**DOCUMENT SEGMENT:**
****************

Next week, Webjet Limited (ASX: WEB) shares will be in focus when the online travel agent releases its full-year results.
Ahead of the release, let’s take a look to see what analysts are expecting from the company.
What are analysts expecting from Webjet?
According to a note out of Morgans, its analysts are expecting Webjet to report another loss for the 12 months ended 31 March.
Its analysts are forecasting an earnings before interest, tax, depreciation and amortisation (EBITDA) loss of $15.3 million for FY 2022. This compares to the market consensus estimate of an EBITDA loss of $6.8 million.
While on paper this loss doesn’t look great, it is worth noting that it is a big improvement on the company’s performance during the first half of FY 2022. Furthermore, the improvement comes despite the emergence of the highly disruptive Omicron variant during the period.
Our previous FY22 forecast was set before the Omicron variant emerged. Like all travel companies, WEB was materially impacted for ~10 weeks from late December to the end of February. We expect that WEB’s 3Q22 was still stronger than its 2Q22 but to a lesser degree than we thought in November.
We have downgraded FY22 EBITDA forecast due to Omicron. We forecast 2H22 positive EBITDA of A$0.6m, a big improvement from the 1H22 loss of A$15.9m, resulting in an FY22 EBITDA loss of A$15.3m (consensus is -A$6.8m).
Are Webjet shares good value?
Morgans continues to see value in Webjet shares at the current level. Particularly if you zoom out and look at the “recovery year” of FY 2024.
Based on our forecasts, WEB is trading on an FY24 recovery year PE of 18.3x, which is at a discount to its five-year average PE (pre-COVID) of 20.6x.
In light of this, the broker has an add rating and $6.60 price target on Webjet’s shares. This implies potential upside of 20% for investors from current levels.

****************

**DATASET EXTRACT:**

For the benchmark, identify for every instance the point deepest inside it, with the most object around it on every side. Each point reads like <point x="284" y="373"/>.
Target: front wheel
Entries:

****************

**TASK TO CARRY OUT:**
Using the Webjet article above, answer each question:
(a) What is the market consensus estimate for Webjet's FY 2022 EBITDA?
(b) For roughly how many weeks was Webjet materially impacted by the Omicron variant, according to Morgans?
(c) What price target does Morgans set on Webjet's shares?

**OUTPUT FOR THIS TASK:**
(a) An EBITDA loss of $6.8 million.
(b) About 10 weeks, from late December to the end of February.
(c) $6.60.